- **What you will do**
Please copy the records below word for word, from the line with "Please, when you have a moment, identify the yellow autumn" to the line with "0,235,1130,501", including both of those lines.

___ Available records ___

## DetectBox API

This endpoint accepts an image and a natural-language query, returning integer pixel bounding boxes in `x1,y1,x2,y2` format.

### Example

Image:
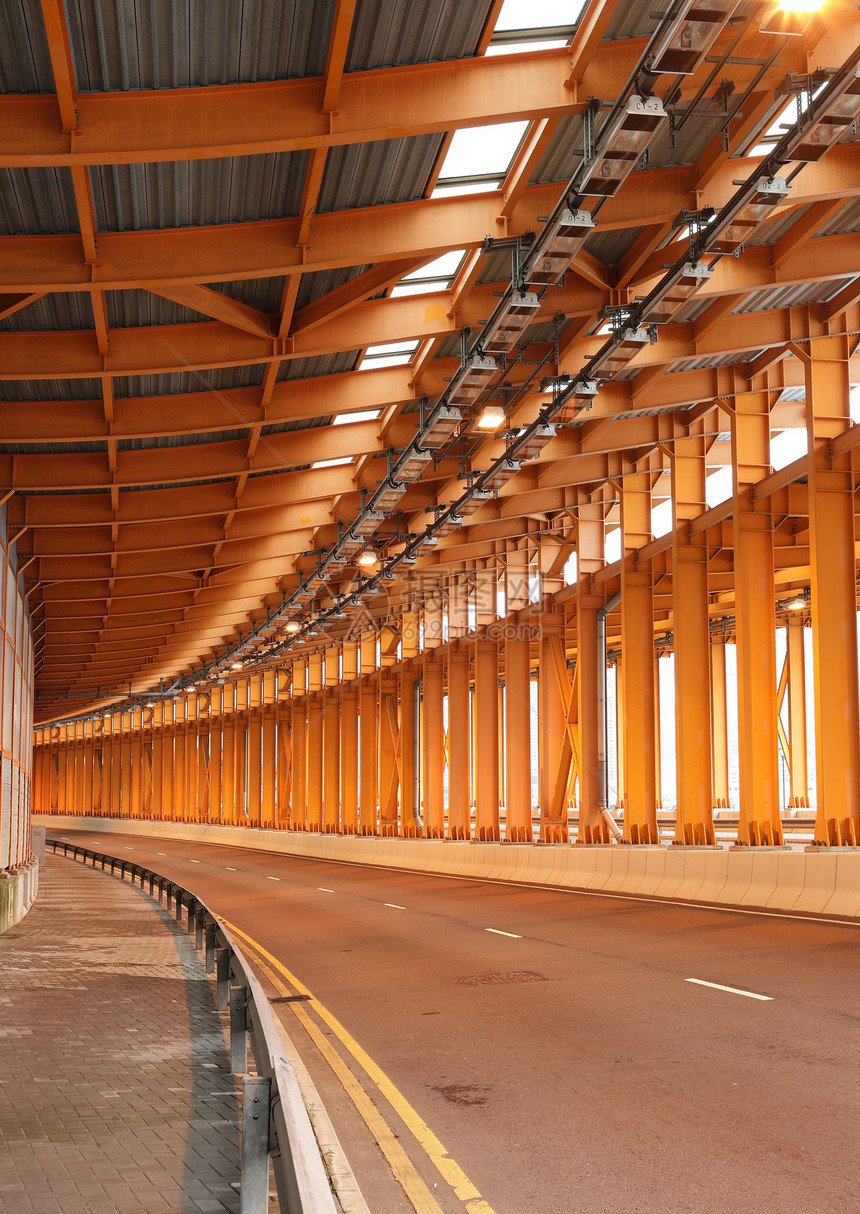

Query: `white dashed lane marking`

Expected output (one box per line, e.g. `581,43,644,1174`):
684,978,774,1003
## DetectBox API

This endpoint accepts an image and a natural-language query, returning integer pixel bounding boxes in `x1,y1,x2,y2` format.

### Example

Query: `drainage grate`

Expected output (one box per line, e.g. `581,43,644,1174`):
457,970,547,986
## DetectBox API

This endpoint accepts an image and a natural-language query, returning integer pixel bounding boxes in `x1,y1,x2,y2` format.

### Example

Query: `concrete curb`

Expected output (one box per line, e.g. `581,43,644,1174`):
35,815,860,919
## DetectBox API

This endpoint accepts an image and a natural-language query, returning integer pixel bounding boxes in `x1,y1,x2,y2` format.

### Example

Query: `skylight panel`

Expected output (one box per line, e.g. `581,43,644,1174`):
430,177,502,198
364,341,418,358
391,278,451,299
332,409,383,426
496,0,585,33
770,426,809,472
439,121,528,186
483,38,568,58
402,249,465,283
358,351,412,371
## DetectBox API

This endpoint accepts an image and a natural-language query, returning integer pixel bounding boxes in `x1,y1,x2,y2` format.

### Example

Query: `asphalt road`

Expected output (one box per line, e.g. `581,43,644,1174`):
52,830,860,1214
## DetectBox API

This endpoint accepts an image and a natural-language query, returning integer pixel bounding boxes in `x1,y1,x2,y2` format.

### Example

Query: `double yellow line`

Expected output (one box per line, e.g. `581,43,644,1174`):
224,919,493,1214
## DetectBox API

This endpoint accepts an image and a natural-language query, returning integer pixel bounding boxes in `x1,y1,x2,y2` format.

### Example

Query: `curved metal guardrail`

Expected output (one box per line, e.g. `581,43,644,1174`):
47,839,339,1214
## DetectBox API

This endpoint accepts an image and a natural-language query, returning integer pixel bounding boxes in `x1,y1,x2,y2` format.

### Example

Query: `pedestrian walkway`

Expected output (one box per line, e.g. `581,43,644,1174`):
0,855,239,1214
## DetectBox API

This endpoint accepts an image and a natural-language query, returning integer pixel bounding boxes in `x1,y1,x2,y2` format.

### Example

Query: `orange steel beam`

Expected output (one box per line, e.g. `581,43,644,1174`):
321,0,356,114
20,466,352,528
8,150,860,294
4,354,816,451
146,283,272,339
0,421,384,489
29,500,332,557
0,247,858,390
0,39,660,168
292,257,421,337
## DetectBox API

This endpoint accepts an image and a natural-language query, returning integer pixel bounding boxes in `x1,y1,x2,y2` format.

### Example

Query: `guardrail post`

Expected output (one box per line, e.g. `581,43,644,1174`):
230,987,248,1074
239,1074,272,1214
206,923,215,974
215,948,230,1011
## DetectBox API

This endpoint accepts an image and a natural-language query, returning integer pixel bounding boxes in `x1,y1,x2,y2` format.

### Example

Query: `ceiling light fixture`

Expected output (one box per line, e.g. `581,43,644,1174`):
475,404,505,430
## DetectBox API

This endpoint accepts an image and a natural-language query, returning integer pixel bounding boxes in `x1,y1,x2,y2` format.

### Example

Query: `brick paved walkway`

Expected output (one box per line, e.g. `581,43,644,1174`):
0,853,239,1214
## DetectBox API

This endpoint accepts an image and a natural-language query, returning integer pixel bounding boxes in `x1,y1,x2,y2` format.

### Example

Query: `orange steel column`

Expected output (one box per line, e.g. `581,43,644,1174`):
504,625,533,843
290,660,309,830
711,635,729,817
151,703,164,818
421,652,445,839
172,700,187,822
358,632,379,835
81,722,96,813
209,704,224,822
397,665,421,839
576,500,610,844
260,703,276,830
245,675,262,827
120,713,134,818
621,472,660,844
322,645,340,834
379,670,402,836
731,392,782,846
109,716,123,818
340,641,360,834
446,577,471,839
323,689,340,834
786,612,809,810
538,613,571,843
307,653,323,833
158,700,174,821
447,641,471,839
614,659,624,811
473,636,500,841
397,611,421,839
182,697,199,822
792,336,860,847
672,435,715,844
221,683,236,826
275,700,293,830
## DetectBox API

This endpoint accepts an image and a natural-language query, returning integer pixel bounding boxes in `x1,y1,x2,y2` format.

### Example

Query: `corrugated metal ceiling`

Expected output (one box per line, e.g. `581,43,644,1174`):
0,166,78,236
730,274,856,316
0,291,92,333
278,350,360,382
295,266,370,312
65,0,335,92
317,135,443,211
104,291,211,329
0,0,53,92
90,152,309,232
346,0,492,72
0,379,102,401
112,363,266,397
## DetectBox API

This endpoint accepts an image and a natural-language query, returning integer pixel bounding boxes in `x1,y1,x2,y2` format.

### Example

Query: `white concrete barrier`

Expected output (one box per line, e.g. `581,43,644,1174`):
30,815,860,919
0,856,39,934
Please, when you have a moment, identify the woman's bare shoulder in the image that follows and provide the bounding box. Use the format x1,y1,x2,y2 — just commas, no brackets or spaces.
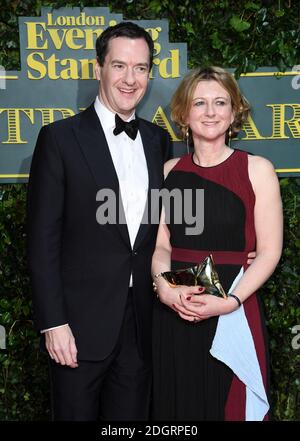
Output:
164,158,180,179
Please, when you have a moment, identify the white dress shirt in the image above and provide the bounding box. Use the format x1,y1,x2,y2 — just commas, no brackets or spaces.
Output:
41,96,149,333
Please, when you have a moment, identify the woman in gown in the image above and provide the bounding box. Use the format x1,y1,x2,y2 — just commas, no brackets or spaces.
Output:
152,67,282,421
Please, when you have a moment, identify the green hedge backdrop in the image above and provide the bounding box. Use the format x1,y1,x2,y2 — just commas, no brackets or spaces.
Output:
0,0,300,421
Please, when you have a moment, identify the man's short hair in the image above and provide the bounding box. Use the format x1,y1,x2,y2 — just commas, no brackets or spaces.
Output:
96,21,154,71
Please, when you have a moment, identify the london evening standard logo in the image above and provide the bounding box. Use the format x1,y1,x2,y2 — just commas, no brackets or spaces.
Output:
23,8,181,80
0,7,187,182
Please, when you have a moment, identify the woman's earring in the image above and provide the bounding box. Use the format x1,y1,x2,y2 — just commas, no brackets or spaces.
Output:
185,126,190,154
228,124,232,147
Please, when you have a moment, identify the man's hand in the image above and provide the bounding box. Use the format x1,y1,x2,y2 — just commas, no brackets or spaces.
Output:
247,251,256,265
45,325,78,368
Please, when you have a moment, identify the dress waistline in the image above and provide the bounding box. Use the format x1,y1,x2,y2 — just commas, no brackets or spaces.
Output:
171,248,248,265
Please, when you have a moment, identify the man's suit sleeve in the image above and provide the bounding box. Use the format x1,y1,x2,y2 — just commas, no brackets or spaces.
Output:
27,126,68,329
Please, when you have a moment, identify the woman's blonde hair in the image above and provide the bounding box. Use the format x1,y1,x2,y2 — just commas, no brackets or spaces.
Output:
171,66,250,138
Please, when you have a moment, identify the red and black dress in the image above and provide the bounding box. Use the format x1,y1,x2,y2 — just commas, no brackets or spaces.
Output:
152,150,268,421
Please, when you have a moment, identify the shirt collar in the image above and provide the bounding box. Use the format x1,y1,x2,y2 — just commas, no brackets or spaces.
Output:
94,95,135,131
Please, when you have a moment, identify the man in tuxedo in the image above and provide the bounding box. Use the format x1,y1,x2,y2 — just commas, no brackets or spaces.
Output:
28,22,170,421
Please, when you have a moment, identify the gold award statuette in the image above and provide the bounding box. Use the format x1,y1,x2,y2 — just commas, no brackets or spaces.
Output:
161,254,228,298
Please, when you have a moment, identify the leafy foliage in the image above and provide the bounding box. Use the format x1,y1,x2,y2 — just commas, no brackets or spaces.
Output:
0,0,300,420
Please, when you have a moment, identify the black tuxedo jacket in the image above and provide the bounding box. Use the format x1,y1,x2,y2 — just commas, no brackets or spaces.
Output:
27,105,170,360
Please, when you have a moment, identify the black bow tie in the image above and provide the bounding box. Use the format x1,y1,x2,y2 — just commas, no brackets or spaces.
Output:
114,113,139,139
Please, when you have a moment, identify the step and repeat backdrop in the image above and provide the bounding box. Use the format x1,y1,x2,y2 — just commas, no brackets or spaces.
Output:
0,7,300,183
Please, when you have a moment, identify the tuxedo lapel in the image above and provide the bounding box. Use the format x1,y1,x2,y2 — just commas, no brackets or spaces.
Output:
74,104,130,247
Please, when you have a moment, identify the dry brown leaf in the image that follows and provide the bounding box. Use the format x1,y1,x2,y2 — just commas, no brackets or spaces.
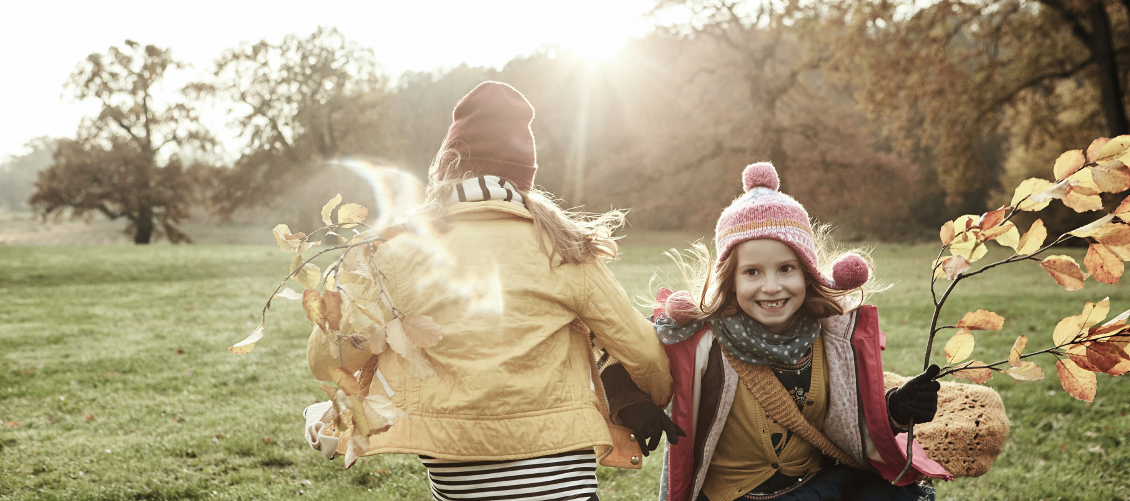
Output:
338,204,368,227
1052,149,1087,181
1087,138,1111,162
1083,243,1124,284
1008,336,1028,368
1016,219,1048,256
957,310,1005,330
360,395,408,435
322,291,341,331
1009,178,1057,210
302,288,325,326
362,322,389,355
227,323,263,355
1052,297,1111,346
402,316,443,348
953,361,992,385
1090,161,1130,193
977,207,1008,230
322,193,341,226
1005,361,1044,381
946,329,975,365
1040,256,1084,291
1055,360,1098,401
941,256,973,280
1087,343,1130,375
938,221,957,245
1087,135,1130,163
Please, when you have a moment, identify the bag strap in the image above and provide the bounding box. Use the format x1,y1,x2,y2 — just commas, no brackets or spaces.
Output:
722,349,867,469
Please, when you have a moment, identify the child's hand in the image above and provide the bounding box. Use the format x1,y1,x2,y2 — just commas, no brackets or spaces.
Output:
887,364,941,427
619,401,687,457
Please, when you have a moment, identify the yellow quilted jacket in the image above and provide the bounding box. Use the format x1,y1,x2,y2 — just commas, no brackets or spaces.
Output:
307,201,671,460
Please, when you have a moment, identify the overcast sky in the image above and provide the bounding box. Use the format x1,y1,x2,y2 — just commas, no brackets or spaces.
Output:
0,0,654,161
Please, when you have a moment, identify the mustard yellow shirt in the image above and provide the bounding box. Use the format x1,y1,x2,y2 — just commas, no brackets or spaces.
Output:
703,337,828,501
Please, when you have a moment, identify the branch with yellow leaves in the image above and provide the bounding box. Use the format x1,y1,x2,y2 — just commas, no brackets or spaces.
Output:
895,136,1130,482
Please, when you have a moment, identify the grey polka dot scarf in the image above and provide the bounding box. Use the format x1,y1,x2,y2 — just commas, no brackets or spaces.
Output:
711,311,820,365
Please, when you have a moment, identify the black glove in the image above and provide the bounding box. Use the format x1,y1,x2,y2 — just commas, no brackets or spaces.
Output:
887,364,941,425
619,401,687,457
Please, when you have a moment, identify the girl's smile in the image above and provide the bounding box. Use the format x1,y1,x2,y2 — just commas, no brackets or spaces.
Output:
733,239,807,334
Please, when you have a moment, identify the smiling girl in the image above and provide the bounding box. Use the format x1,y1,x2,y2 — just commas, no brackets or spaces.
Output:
601,163,951,501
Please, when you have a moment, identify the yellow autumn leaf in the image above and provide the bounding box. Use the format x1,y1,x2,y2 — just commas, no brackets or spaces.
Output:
359,395,408,435
294,262,322,291
322,193,341,226
1087,138,1111,162
370,322,389,355
227,323,263,355
322,291,341,331
953,361,992,385
1016,219,1048,256
1052,297,1111,346
1009,178,1069,210
1088,135,1130,163
977,207,1008,230
1005,361,1044,381
957,310,1005,330
1040,256,1084,291
946,329,976,365
1083,243,1124,285
302,288,325,326
1090,161,1130,193
938,221,957,245
384,319,435,379
1008,336,1028,368
338,204,368,227
1055,360,1098,401
1052,149,1087,181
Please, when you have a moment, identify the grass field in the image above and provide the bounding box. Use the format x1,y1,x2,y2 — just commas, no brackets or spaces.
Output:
0,235,1130,501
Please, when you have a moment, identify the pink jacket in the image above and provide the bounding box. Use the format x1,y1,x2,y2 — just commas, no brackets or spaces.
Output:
657,305,953,501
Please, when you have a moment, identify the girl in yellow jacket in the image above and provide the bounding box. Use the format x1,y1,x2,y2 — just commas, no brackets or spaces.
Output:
307,81,671,500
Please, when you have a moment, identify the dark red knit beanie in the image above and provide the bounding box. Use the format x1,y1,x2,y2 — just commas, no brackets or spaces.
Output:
438,81,538,190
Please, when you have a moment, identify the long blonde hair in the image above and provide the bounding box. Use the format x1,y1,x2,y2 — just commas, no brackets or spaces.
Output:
419,148,627,265
651,225,879,320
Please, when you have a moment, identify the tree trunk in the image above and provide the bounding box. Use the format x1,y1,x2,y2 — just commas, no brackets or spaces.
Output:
1088,1,1130,138
133,207,153,244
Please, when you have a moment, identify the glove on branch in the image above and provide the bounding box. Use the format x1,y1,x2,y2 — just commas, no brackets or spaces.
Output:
887,364,941,427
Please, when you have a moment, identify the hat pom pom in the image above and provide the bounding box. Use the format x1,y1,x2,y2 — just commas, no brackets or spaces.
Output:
741,162,781,191
832,254,871,291
663,291,698,326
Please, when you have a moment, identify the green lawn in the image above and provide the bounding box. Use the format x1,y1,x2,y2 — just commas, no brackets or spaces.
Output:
0,236,1130,500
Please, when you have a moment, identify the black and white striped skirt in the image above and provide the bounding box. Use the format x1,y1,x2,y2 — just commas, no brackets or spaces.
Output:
420,449,597,501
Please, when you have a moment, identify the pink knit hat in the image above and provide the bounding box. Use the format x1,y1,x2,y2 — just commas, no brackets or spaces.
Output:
714,162,870,291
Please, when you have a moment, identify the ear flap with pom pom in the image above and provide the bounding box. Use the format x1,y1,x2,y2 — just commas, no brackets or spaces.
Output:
832,254,871,291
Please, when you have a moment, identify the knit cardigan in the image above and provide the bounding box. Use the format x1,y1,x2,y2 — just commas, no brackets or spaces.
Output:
659,305,953,501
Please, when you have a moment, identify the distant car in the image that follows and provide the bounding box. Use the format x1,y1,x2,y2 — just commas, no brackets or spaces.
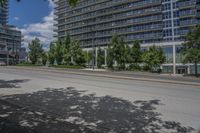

___

- **Solution for this problem**
Please, when you have a moment, identify the yellow autumn leaf in the image above and provide the bounding box. Use the format x1,y1,x2,y2 — just commas, no brackets or spaces.
Output:
359,395,408,435
294,262,322,291
322,193,341,226
1087,138,1111,162
370,322,389,355
227,323,263,355
322,291,341,331
953,361,992,385
1016,219,1048,256
1052,297,1111,346
1009,178,1069,210
1088,135,1130,163
977,207,1008,230
1005,361,1044,381
957,310,1005,330
1040,256,1084,291
946,329,976,365
1083,243,1124,285
302,288,325,326
1090,161,1130,193
938,221,957,245
384,319,435,379
1008,336,1028,368
338,204,368,227
1055,360,1098,401
1052,149,1087,181
Please, when you have a moment, identify the grass field in the image above and provide the bounding box. Use the format x1,y1,x2,y2 — just commas, no brackets or spaces.
Output:
0,235,1130,501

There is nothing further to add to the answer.